_Given instruction_. Put every one of the rows below into a numbered list, omitting any blank lines.

Items from a data source
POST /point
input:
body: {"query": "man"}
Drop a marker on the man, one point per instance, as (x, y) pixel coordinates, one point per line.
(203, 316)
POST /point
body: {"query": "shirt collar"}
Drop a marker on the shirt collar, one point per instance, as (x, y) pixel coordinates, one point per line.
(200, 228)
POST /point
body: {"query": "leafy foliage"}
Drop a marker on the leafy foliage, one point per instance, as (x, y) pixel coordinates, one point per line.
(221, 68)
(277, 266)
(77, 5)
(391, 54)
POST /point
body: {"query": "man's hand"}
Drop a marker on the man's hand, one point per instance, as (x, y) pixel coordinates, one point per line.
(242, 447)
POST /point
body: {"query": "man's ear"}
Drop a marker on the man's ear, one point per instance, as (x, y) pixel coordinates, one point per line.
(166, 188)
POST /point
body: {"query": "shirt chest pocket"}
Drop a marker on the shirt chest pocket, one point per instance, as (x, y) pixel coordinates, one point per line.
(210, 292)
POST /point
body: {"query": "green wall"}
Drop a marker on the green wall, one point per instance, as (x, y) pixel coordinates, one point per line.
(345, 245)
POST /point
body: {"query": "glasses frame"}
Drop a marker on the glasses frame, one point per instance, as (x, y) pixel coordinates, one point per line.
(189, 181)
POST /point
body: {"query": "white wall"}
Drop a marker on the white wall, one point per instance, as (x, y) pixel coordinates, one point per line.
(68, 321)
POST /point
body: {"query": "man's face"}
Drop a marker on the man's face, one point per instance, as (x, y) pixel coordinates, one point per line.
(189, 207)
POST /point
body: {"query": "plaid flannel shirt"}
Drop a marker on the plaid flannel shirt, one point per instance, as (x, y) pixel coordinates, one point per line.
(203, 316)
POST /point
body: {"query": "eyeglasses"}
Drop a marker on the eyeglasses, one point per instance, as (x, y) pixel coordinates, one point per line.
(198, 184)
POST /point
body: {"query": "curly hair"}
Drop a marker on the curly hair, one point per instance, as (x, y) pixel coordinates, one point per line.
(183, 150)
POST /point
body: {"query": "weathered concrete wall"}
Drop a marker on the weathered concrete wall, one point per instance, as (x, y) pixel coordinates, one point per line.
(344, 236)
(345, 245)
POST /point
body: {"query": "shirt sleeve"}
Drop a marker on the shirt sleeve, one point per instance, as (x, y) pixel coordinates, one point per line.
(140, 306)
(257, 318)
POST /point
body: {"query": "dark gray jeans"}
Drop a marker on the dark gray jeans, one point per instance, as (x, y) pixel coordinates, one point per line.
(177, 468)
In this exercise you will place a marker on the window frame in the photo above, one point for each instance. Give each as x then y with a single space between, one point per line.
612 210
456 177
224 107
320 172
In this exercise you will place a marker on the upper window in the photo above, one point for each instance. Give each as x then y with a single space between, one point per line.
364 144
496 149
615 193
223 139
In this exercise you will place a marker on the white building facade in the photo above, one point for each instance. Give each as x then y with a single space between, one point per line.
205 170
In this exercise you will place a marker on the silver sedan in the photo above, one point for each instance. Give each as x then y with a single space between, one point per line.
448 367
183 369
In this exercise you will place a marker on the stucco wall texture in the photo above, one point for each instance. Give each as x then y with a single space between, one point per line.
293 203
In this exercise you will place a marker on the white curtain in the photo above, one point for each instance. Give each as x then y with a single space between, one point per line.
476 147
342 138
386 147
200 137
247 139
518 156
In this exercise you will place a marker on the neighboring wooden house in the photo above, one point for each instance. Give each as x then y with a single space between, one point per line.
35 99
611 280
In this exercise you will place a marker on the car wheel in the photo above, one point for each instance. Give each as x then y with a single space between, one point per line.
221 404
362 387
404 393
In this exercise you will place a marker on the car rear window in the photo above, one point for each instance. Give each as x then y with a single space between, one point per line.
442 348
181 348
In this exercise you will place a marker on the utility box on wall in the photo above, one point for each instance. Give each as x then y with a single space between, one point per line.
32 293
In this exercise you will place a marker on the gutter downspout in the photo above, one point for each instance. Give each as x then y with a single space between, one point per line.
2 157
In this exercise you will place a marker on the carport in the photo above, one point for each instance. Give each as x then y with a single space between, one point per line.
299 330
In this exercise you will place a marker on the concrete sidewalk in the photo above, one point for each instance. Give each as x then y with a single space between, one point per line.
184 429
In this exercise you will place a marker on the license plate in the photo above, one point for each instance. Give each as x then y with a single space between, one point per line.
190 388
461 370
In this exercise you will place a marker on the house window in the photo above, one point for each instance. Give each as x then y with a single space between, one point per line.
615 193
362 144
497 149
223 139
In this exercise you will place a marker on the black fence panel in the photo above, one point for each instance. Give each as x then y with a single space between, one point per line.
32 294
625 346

_Expected output_.
1. POST /point
2. input:
3. body: {"query": "man"}
4. Drop a marker on the man, one point per instance, as (x, y) pixel coordinates, one point per line.
5. (203, 316)
6. POST /point
7. body: {"query": "shirt collar"}
8. Drop a marker on the shirt collar, one point per instance, as (x, y) pixel coordinates, one point per line.
9. (200, 228)
10. POST /point
11. body: {"query": "leafy foliage"}
12. Drop a marker on the leafy foliage, one point per instance, as (x, y) pixel coordinates, one point per line.
13. (221, 68)
14. (277, 266)
15. (77, 5)
16. (391, 54)
17. POST /point
18. body: {"query": "man's hand"}
19. Drop a marker on the man's hand, one point per instance, as (x, y) pixel coordinates, one point per line.
20. (242, 447)
21. POST /point
22. body: {"query": "man's ear"}
23. Drop a marker on the man's ear, one point per instance, as (x, y) pixel coordinates, one point per line.
24. (166, 188)
25. POST /point
26. body: {"query": "shirt chest pocket"}
27. Drop a marker on the shirt chest pocket, one point per instance, as (x, y) pixel coordinates, one point per line.
28. (210, 292)
29. POST /point
30. body: {"query": "green wall"}
31. Drop a marker on the green wall, one point per instance, as (x, y) pixel coordinates, one point per line.
32. (345, 245)
33. POST /point
34. body: {"query": "glasses frame"}
35. Drop a marker on the glasses frame, one point per instance, as (x, y) pixel coordinates, one point per line.
36. (189, 181)
37. POST /point
38. body: {"query": "white wall"}
39. Drop a marker on the white wall, one point per instance, as (x, y) pixel coordinates, one point per line.
40. (68, 321)
41. POST /point
42. body: {"query": "man's face"}
43. Drop a marker on the man's face, one point per instance, as (x, y) pixel coordinates, one point per line.
44. (189, 207)
45. POST /point
46. body: {"query": "plaid flannel shirt"}
47. Drop a marker on the plaid flannel shirt, one point per instance, as (x, y) pixel coordinates, one point per line.
48. (203, 316)
49. POST /point
50. body: {"query": "eyeglasses"}
51. Drop a marker on the eyeglasses, one point per instance, as (x, y) pixel coordinates, one point per line.
52. (198, 184)
53. POST /point
54. body: {"query": "curly hair"}
55. Drop a marker on the curly hair, one point per instance, as (x, y) pixel coordinates, one point per line.
56. (183, 150)
57. POST /point
58. body: {"query": "weathered concrete wall"}
59. Drop a marker on the weathered concrete wall, one point per instance, as (x, y) pixel coordinates, one point per line.
60. (344, 236)
61. (345, 245)
62. POST /point
63. body: {"query": "shirt sleeve"}
64. Drop a marker on the shirt sleeve, one point per instance, as (x, y) pixel coordinates, one point per line.
65. (140, 306)
66. (257, 318)
67. POST /point
68. body: {"query": "dark gray jeans"}
69. Drop a marker on the dark gray jeans, one point per instance, as (x, y) pixel coordinates, one point per line.
70. (177, 468)
71. In this exercise you will place a marker on the window frame in the photo above, one point for each instance. Give each as x then y with a single space between, one point per line.
72. 612 210
73. 456 177
74. 224 107
75. 320 172
76. In this exercise you will place a marker on the upper window in the photo above, one point for each instance. Give each as x then y with a single space between, one point per line.
77. 364 144
78. 496 149
79. 615 193
80. 223 139
81. In this exercise you will place a marker on the white building facade in the photo above, one point for each instance. Give each as x then y with a single space between, one point per line.
82. 205 170
83. In this exercise you will place a marker on the silver sedan in the photo above, one point for each instance. Give each as x then y with a single space between, one point per line.
84. 448 367
85. 183 369
86. In this exercise you will place a marker on the stucco wall texture in the photo above, one point for each instance. Give each as x then y with a single space between, one point per line.
87. 293 203
88. In this exercise you will place a marker on the white curtain in the photo above, one point for each instance. Give each as x then y with a single space between, one point per line.
89. 476 147
90. 342 138
91. 386 147
92. 200 137
93. 247 139
94. 518 156
95. In this exercise you will place a marker on the neighboring wooden house in the photo above, one point for each instance. Give each as x then y with a single space between, one point per line.
96. 35 99
97. 611 280
98. In this exercise you will place a marker on the car wheel in the photo above, one point for each instance. Give each as x then y with a single space between, one point per line.
99. 221 404
100. 362 387
101. 404 393
102. In this exercise you will place a marker on the car rear window in the photo above, one point for each instance. Give each as x then y with a single space between, one point per line.
103. 442 348
104. 181 348
105. In this exercise you will place a marker on the utility box on wall in the photo above, one point for each instance. Give each as x then y with a single space between, one point per line.
106. 32 293
107. In this exercise you will place a marker on the gutter downspout in the photo above, one point for each instance. Give each as x then y with a single space between, one point per line.
108. 2 157
109. In this exercise you will place a marker on the carport in the photo above, one point for each instance. Give each as x then y with a single space between, one point per line.
110. 299 330
111. In this exercise you will place a marker on the concrete sidewalk in the photo above, one point for each instance. Give each as x then y with a single space between, one point per line.
112. 184 429
113. In this exercise you will place a marker on the license plate in the photo above, one point for each instance. Give each as x then y with a single space between, one point per line.
114. 190 388
115. 461 370
116. In this exercise you will place a marker on the house window in the photo above, one point for each instance. Give each as x then y with a single space between, one point per line.
117. 615 193
118. 362 144
119. 497 149
120. 223 139
121. In this exercise you will place a marker on the black fence panel in the photo above, one point for each instance. Give each as x then y with a single space between, one point per line.
122. 32 294
123. 625 346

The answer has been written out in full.